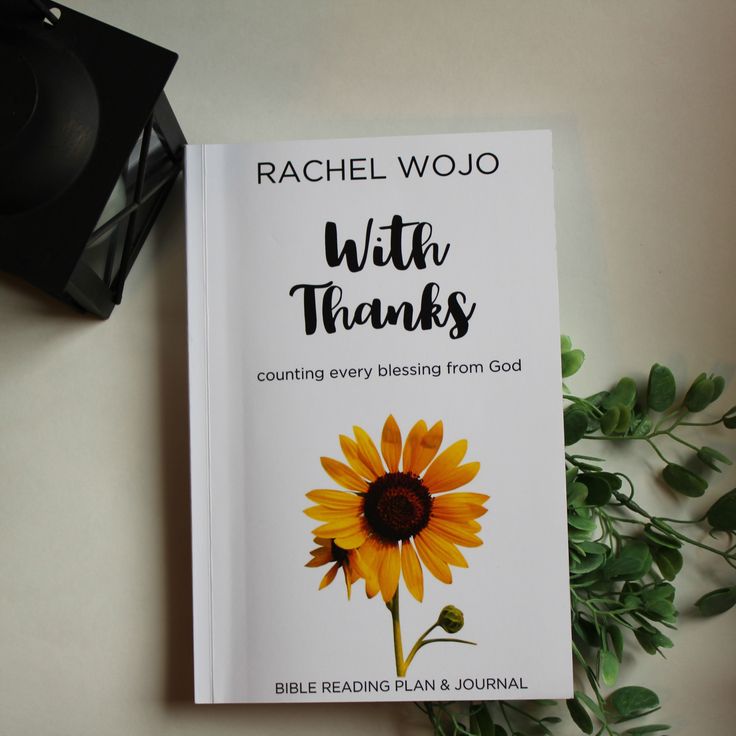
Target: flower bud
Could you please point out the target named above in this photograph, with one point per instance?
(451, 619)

---

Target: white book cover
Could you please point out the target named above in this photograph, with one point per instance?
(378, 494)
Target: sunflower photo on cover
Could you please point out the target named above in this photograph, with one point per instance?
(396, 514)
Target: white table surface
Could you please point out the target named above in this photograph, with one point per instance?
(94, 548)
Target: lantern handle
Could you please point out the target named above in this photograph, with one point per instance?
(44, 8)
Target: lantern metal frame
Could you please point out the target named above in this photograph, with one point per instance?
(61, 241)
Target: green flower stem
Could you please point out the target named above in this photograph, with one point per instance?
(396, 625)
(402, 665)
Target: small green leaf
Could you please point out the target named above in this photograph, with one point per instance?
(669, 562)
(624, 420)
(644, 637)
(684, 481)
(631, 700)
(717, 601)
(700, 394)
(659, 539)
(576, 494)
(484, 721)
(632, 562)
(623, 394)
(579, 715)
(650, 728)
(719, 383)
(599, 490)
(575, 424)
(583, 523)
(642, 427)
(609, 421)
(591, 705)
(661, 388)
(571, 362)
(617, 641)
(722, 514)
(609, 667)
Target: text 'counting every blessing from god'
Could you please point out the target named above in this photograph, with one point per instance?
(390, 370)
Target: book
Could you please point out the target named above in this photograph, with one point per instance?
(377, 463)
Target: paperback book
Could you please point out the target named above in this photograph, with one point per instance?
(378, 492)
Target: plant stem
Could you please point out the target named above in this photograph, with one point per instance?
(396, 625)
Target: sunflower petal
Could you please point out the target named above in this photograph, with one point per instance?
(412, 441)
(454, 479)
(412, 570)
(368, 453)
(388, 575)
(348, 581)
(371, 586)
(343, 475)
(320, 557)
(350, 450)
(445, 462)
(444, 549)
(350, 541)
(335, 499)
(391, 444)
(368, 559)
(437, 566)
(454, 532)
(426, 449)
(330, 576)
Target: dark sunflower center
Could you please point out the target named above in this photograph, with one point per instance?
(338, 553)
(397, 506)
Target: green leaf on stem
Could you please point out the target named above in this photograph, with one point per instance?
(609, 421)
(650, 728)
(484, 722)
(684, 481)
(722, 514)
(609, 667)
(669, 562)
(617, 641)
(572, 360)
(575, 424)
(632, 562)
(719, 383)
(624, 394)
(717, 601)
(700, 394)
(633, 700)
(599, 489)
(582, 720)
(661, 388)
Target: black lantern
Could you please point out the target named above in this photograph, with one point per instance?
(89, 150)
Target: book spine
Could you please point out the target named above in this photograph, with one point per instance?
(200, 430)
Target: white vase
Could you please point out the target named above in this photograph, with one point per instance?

---

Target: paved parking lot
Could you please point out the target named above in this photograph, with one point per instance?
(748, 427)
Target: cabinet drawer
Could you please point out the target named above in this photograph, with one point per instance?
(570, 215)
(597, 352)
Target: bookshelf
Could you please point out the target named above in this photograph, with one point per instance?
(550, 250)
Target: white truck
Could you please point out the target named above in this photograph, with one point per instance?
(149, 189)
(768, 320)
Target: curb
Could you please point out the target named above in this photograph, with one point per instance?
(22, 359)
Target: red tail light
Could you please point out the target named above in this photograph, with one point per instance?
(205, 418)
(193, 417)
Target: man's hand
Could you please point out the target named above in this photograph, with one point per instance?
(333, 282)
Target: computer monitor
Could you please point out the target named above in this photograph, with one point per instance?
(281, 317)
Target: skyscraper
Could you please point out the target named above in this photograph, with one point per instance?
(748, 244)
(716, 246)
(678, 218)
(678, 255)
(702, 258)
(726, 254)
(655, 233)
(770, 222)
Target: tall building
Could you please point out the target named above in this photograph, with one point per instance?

*WRITTEN PROBLEM*.
Count the lines in the data above that contain the string "lantern", treating uppercase and lowercase as different, and reply with only that number.

*RESULT OF THE EXERCISE*.
3